**TASK REQUIREMENTS**:
Every entry below should be transcribed exactly; pictures stay out of the copy.

══════════

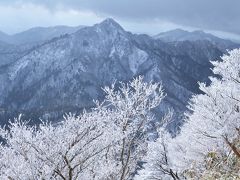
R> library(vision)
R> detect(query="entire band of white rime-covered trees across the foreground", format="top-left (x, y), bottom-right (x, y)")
top-left (0, 49), bottom-right (240, 180)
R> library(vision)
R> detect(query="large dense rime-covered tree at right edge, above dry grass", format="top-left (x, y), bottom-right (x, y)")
top-left (173, 49), bottom-right (240, 178)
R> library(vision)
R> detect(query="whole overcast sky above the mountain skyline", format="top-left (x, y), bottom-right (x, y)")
top-left (0, 0), bottom-right (240, 39)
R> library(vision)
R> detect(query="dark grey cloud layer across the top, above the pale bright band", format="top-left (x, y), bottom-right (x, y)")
top-left (1, 0), bottom-right (240, 34)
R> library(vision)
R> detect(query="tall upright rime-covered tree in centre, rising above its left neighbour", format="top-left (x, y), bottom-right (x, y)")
top-left (104, 77), bottom-right (164, 180)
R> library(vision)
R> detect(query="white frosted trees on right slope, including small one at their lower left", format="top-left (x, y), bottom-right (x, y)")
top-left (140, 49), bottom-right (240, 179)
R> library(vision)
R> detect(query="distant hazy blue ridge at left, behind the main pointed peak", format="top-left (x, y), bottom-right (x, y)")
top-left (0, 26), bottom-right (84, 74)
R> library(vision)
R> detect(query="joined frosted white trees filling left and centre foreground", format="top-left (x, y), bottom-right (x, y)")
top-left (0, 77), bottom-right (165, 180)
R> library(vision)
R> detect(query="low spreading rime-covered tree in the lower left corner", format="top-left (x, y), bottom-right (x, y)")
top-left (0, 111), bottom-right (115, 179)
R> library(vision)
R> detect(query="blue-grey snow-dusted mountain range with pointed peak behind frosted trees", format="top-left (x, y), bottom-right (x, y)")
top-left (0, 19), bottom-right (239, 130)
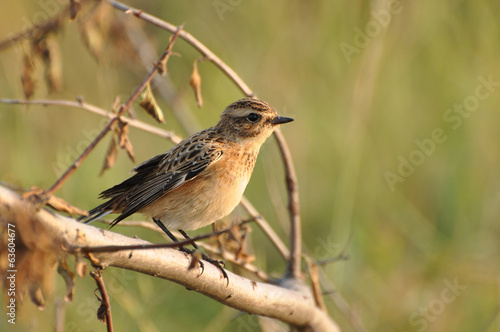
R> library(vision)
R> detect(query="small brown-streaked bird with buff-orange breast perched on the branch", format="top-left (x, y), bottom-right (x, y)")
top-left (80, 98), bottom-right (293, 239)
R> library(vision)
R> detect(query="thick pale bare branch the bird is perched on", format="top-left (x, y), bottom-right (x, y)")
top-left (0, 186), bottom-right (339, 331)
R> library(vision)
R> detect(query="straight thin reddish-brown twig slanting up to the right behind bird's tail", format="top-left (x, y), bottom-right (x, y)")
top-left (46, 27), bottom-right (182, 197)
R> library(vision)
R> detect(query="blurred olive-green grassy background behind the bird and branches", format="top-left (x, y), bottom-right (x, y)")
top-left (0, 0), bottom-right (500, 332)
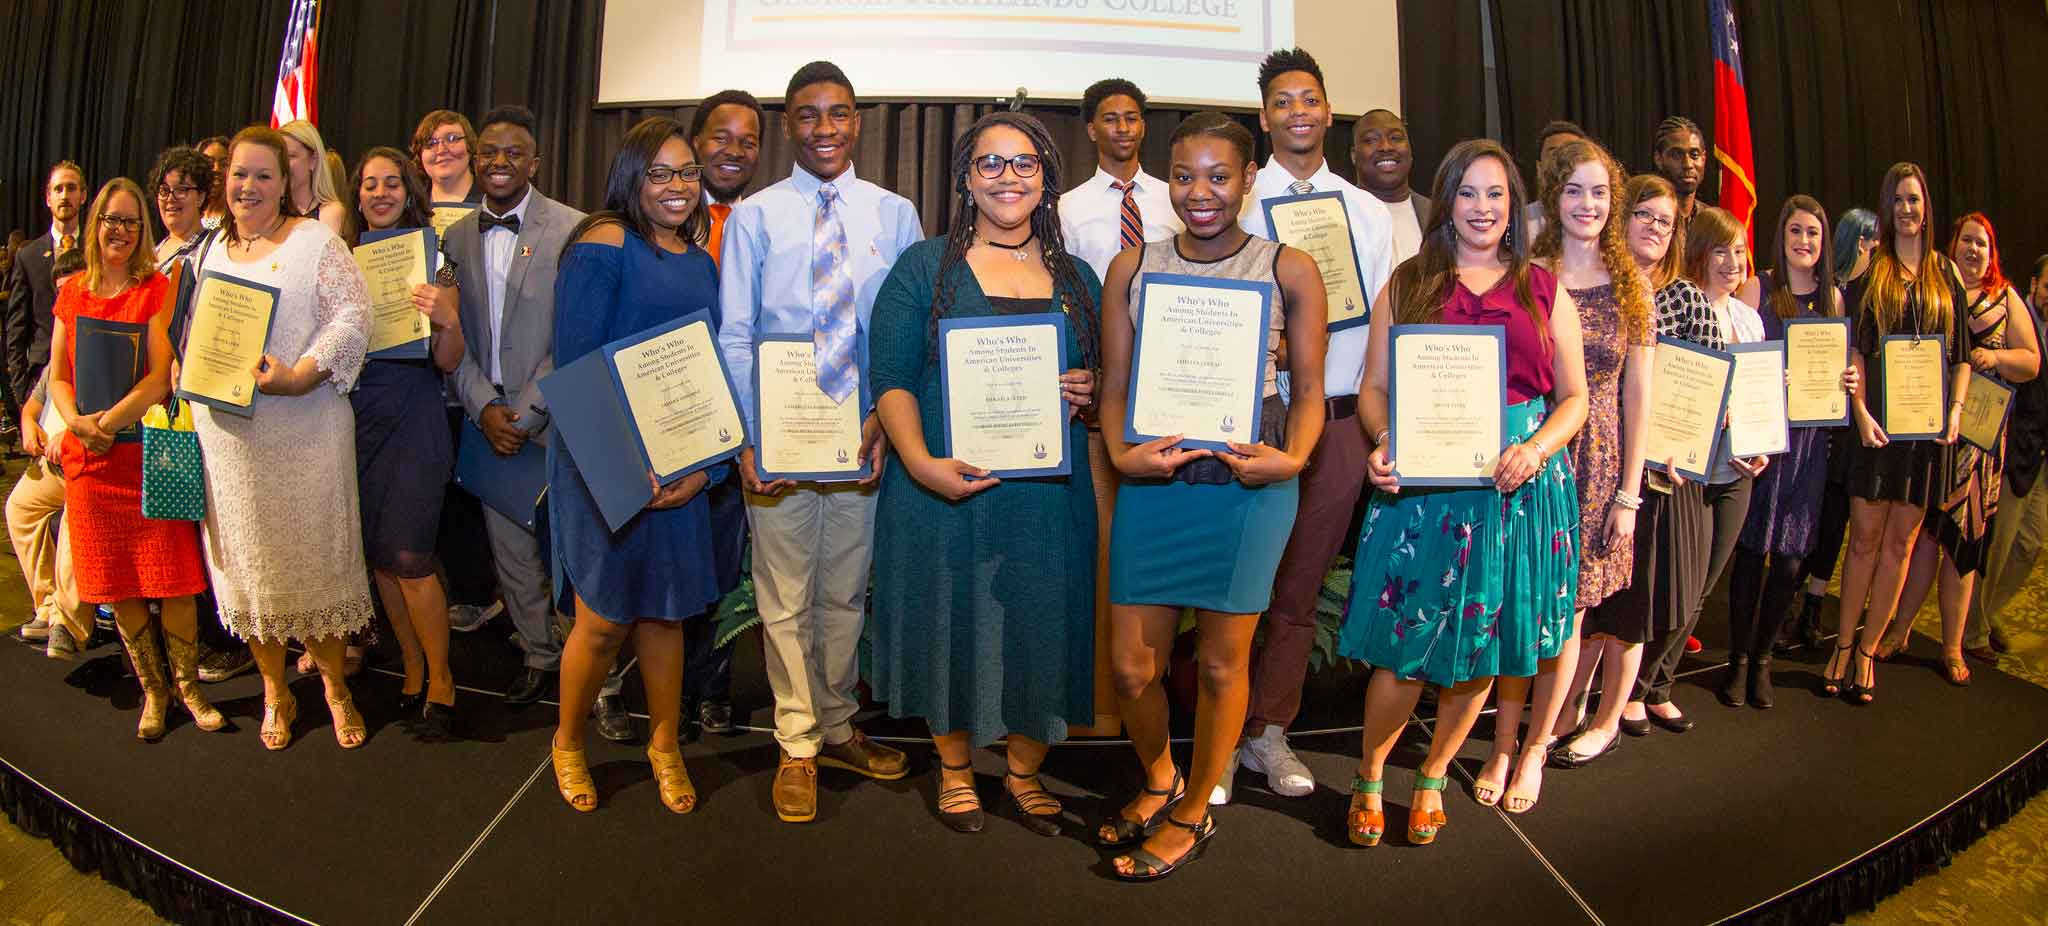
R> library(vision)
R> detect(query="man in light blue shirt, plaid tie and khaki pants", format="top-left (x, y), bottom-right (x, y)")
top-left (719, 61), bottom-right (924, 824)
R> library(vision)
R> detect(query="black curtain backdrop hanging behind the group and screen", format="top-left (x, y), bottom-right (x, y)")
top-left (0, 0), bottom-right (2048, 275)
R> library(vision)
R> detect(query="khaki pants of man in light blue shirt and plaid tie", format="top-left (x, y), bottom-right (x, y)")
top-left (748, 486), bottom-right (874, 758)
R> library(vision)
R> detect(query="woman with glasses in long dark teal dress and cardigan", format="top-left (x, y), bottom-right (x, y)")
top-left (868, 113), bottom-right (1102, 836)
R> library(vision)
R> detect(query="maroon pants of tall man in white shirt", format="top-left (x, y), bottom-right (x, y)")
top-left (1245, 397), bottom-right (1368, 735)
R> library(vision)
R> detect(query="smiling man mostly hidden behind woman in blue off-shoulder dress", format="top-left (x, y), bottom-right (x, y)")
top-left (682, 90), bottom-right (762, 733)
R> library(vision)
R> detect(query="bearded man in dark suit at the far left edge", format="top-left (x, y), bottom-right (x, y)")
top-left (6, 160), bottom-right (86, 420)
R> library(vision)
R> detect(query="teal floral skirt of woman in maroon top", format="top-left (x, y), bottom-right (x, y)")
top-left (1337, 399), bottom-right (1579, 686)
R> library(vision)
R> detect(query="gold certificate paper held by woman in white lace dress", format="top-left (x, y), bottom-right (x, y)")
top-left (178, 272), bottom-right (276, 414)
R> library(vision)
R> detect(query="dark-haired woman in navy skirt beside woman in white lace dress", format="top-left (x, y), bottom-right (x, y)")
top-left (348, 148), bottom-right (463, 740)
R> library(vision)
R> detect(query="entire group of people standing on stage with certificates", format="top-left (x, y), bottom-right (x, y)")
top-left (10, 49), bottom-right (2040, 881)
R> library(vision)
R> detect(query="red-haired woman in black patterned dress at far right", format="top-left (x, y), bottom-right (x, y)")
top-left (1878, 213), bottom-right (2040, 684)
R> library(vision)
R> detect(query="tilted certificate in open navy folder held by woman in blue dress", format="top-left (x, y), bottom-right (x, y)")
top-left (541, 311), bottom-right (748, 531)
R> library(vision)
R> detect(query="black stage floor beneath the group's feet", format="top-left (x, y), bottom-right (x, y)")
top-left (0, 606), bottom-right (2048, 924)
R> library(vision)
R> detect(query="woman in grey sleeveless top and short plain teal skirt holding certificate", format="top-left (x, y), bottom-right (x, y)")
top-left (1096, 113), bottom-right (1327, 881)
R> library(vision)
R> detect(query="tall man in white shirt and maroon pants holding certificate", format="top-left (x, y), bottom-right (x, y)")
top-left (1210, 49), bottom-right (1395, 803)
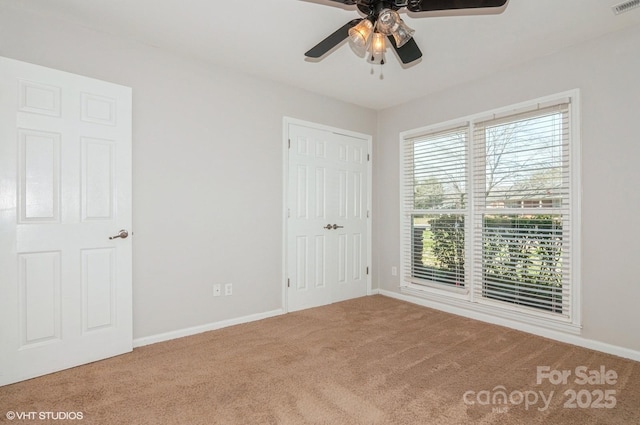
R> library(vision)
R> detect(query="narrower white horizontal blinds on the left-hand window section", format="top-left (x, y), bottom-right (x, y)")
top-left (403, 126), bottom-right (469, 287)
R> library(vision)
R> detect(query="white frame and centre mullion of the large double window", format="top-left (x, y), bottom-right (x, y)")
top-left (399, 89), bottom-right (582, 334)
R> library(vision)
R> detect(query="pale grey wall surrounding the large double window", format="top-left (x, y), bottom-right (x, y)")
top-left (374, 27), bottom-right (640, 352)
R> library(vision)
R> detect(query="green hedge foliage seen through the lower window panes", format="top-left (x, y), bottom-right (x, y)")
top-left (413, 214), bottom-right (562, 311)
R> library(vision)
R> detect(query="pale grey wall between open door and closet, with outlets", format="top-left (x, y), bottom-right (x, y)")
top-left (0, 3), bottom-right (377, 338)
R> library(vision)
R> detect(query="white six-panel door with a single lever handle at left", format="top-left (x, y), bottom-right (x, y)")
top-left (0, 58), bottom-right (133, 385)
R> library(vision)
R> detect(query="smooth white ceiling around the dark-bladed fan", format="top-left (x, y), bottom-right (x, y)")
top-left (8, 0), bottom-right (640, 109)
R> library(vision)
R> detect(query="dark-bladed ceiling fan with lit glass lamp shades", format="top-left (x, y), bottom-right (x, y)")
top-left (304, 0), bottom-right (508, 64)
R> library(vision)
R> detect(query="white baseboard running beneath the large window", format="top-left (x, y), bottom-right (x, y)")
top-left (378, 289), bottom-right (640, 361)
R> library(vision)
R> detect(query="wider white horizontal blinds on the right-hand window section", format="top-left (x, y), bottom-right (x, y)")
top-left (473, 103), bottom-right (571, 315)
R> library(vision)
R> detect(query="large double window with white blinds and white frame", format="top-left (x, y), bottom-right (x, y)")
top-left (402, 92), bottom-right (579, 332)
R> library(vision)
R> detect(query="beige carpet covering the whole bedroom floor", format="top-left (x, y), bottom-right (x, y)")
top-left (0, 296), bottom-right (640, 425)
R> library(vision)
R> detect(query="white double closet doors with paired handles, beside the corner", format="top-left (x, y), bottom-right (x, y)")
top-left (286, 123), bottom-right (370, 311)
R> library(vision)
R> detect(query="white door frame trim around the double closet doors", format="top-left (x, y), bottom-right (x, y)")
top-left (282, 116), bottom-right (373, 313)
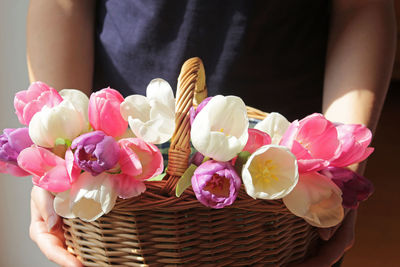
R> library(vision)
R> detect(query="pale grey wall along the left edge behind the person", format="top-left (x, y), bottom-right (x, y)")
top-left (0, 0), bottom-right (56, 267)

══════════

**EXERCISE ANSWER**:
R> library(vision)
R> detect(query="entire band of white rime-covered trees across the foreground", format="top-left (x, y), bottom-right (x, y)")
top-left (0, 49), bottom-right (240, 180)
R> library(vision)
R> detect(query="large dense rime-covered tree at right edge, above dry grass", format="top-left (x, y), bottom-right (x, y)")
top-left (173, 49), bottom-right (240, 178)
R> library(vision)
R> detect(query="whole overcast sky above the mountain skyline", format="top-left (x, y), bottom-right (x, y)")
top-left (0, 0), bottom-right (240, 39)
R> library(vision)
R> detect(query="dark grey cloud layer across the top, above the pale bright band", format="top-left (x, y), bottom-right (x, y)")
top-left (1, 0), bottom-right (240, 34)
R> library(vision)
R> detect(query="tall upright rime-covered tree in centre, rising above its left neighbour", format="top-left (x, y), bottom-right (x, y)")
top-left (104, 77), bottom-right (164, 180)
R> library(vision)
R> detect(query="white frosted trees on right slope, including small one at their lower left", format="top-left (x, y), bottom-right (x, y)")
top-left (140, 49), bottom-right (240, 179)
R> library(vision)
R> detect(query="distant hazy blue ridge at left, behind the main pointed peak", format="top-left (x, y), bottom-right (x, y)")
top-left (0, 26), bottom-right (84, 74)
R> library(vision)
R> detect(query="joined frosted white trees filling left and centre foreground", format="top-left (x, y), bottom-right (x, y)")
top-left (0, 77), bottom-right (165, 180)
R> library(vision)
R> detect(query="low spreading rime-covered tree in the lower left corner", format="top-left (x, y), bottom-right (x, y)")
top-left (0, 111), bottom-right (115, 179)
R> library(vision)
R> detect(query="blue-grey snow-dusted mountain range with pointed peak behind frosted trees", format="top-left (x, y), bottom-right (x, y)")
top-left (0, 19), bottom-right (239, 130)
R> library(vision)
R> detect(query="small brown-streaked bird with buff-orange breast perched on the branch", format="top-left (x, y), bottom-right (x, y)")
top-left (80, 98), bottom-right (293, 239)
R> library(vision)
R> detect(query="thick pale bare branch the bird is perched on", format="top-left (x, y), bottom-right (x, y)")
top-left (0, 186), bottom-right (339, 331)
R> library(vision)
R> detect(query="straight thin reddish-brown twig slanting up to the right behind bird's tail", format="top-left (x, y), bottom-right (x, y)")
top-left (46, 27), bottom-right (182, 197)
R> library(vision)
R> detect(query="blurred olive-green grassy background behind the bird and branches", format="top-left (x, y), bottom-right (x, y)")
top-left (0, 0), bottom-right (500, 332)
R> library(vision)
R> detect(query="man in light blue shirt, plaid tie and khaki pants", format="top-left (x, y), bottom-right (x, y)")
top-left (719, 61), bottom-right (924, 824)
R> library(vision)
R> detect(query="black curtain backdrop hanging behind the group and screen", format="top-left (x, y), bottom-right (x, y)")
top-left (0, 0), bottom-right (2048, 275)
R> library(vision)
R> detect(query="khaki pants of man in light blue shirt and plaid tie", format="top-left (x, y), bottom-right (x, y)")
top-left (748, 486), bottom-right (874, 758)
R> library(vision)
R> detect(query="woman with glasses in long dark teal dress and cardigan", format="top-left (x, y), bottom-right (x, y)")
top-left (868, 113), bottom-right (1102, 836)
R> library(vision)
R> detect(query="maroon pants of tall man in white shirt", format="top-left (x, y), bottom-right (x, y)")
top-left (1245, 397), bottom-right (1368, 735)
R> library(vision)
R> detect(query="smiling man mostly hidden behind woman in blue off-shoulder dress", format="top-left (x, y), bottom-right (x, y)")
top-left (682, 90), bottom-right (762, 733)
R> library(vision)
R> detect(query="bearded man in dark suit at the far left edge", format="top-left (x, y), bottom-right (x, y)")
top-left (6, 160), bottom-right (86, 420)
R> library(vision)
R> detect(query="teal floral skirt of woman in maroon top", format="top-left (x, y), bottom-right (x, y)")
top-left (1337, 399), bottom-right (1579, 686)
R> library(vision)
R> detect(query="gold certificate paper held by woman in white lace dress", format="top-left (x, y), bottom-right (x, y)")
top-left (178, 272), bottom-right (276, 414)
R> library(vision)
R> detect(query="dark-haired woman in navy skirt beside woman in white lace dress", format="top-left (x, y), bottom-right (x, y)")
top-left (348, 148), bottom-right (463, 740)
R> library(vision)
R> detect(query="entire group of people standing on stage with certificates", format="top-left (x, y), bottom-right (x, y)")
top-left (10, 49), bottom-right (2040, 881)
R> library(vision)
R> detect(query="red-haired woman in black patterned dress at far right", format="top-left (x, y), bottom-right (x, y)")
top-left (1878, 213), bottom-right (2040, 684)
R> library(vision)
R> detect(query="tilted certificate in open navy folder held by woman in blue dress", format="top-left (x, y), bottom-right (x, y)")
top-left (541, 311), bottom-right (748, 531)
R> library(vision)
R> detect(query="black stage floor beneath the group's feet", format="top-left (x, y), bottom-right (x, y)")
top-left (0, 606), bottom-right (2048, 924)
R> library(vision)
R> detect(query="woman in grey sleeveless top and short plain teal skirt holding certificate", format="top-left (x, y), bottom-right (x, y)")
top-left (1096, 113), bottom-right (1327, 881)
R> library(vision)
R> detect(query="tall man in white shirt and maroon pants holding certificate", format="top-left (x, y), bottom-right (x, y)")
top-left (1210, 49), bottom-right (1395, 803)
R> library(vision)
R> detect(query="narrower white horizontal blinds on the left-hand window section", format="top-left (x, y), bottom-right (x, y)")
top-left (403, 126), bottom-right (469, 287)
R> library(vision)
R> detect(query="white frame and centre mullion of the large double window", format="top-left (x, y), bottom-right (x, y)")
top-left (399, 89), bottom-right (582, 334)
R> library(vision)
R> detect(query="pale grey wall surrounding the large double window", format="top-left (x, y), bottom-right (x, y)")
top-left (374, 27), bottom-right (640, 352)
R> library(vision)
R> detect(query="green hedge foliage seen through the lower window panes", format="top-left (x, y), bottom-right (x, y)")
top-left (413, 214), bottom-right (562, 311)
R> library(vision)
R> detect(query="pale grey wall between open door and closet, with outlets", format="top-left (x, y), bottom-right (x, y)")
top-left (0, 3), bottom-right (377, 338)
R> library(vision)
R> detect(query="white six-panel door with a single lever handle at left", format="top-left (x, y), bottom-right (x, y)")
top-left (0, 58), bottom-right (133, 385)
R> library(vision)
R> detect(query="smooth white ceiling around the dark-bladed fan", format="top-left (x, y), bottom-right (x, y)")
top-left (8, 0), bottom-right (640, 109)
R> library(vision)
R> detect(query="dark-bladed ceiling fan with lit glass lamp shades", format="top-left (x, y), bottom-right (x, y)")
top-left (304, 0), bottom-right (508, 64)
R> library(vision)
R> detect(query="white baseboard running beneath the large window", format="top-left (x, y), bottom-right (x, y)")
top-left (378, 289), bottom-right (640, 361)
R> library(vision)
R> detect(query="wider white horizontal blinds on the right-hand window section", format="top-left (x, y), bottom-right (x, y)")
top-left (473, 103), bottom-right (571, 315)
R> library(vision)
R> detect(query="large double window with white blinds and white frame", format="top-left (x, y), bottom-right (x, y)")
top-left (402, 92), bottom-right (579, 332)
R> library(vision)
R> detect(query="beige carpet covering the whole bedroom floor", format="top-left (x, y), bottom-right (x, y)")
top-left (0, 296), bottom-right (640, 425)
R> library(vision)
R> detect(query="white double closet doors with paired handles, beside the corner", format="top-left (x, y), bottom-right (x, y)")
top-left (286, 123), bottom-right (370, 311)
R> library(vision)
R> detect(query="white door frame trim around the double closet doors", format="top-left (x, y), bottom-right (x, y)")
top-left (282, 116), bottom-right (373, 313)
R> library(vision)
R> detect(query="pale grey wall along the left edge behind the person", format="top-left (x, y), bottom-right (x, y)")
top-left (0, 0), bottom-right (56, 267)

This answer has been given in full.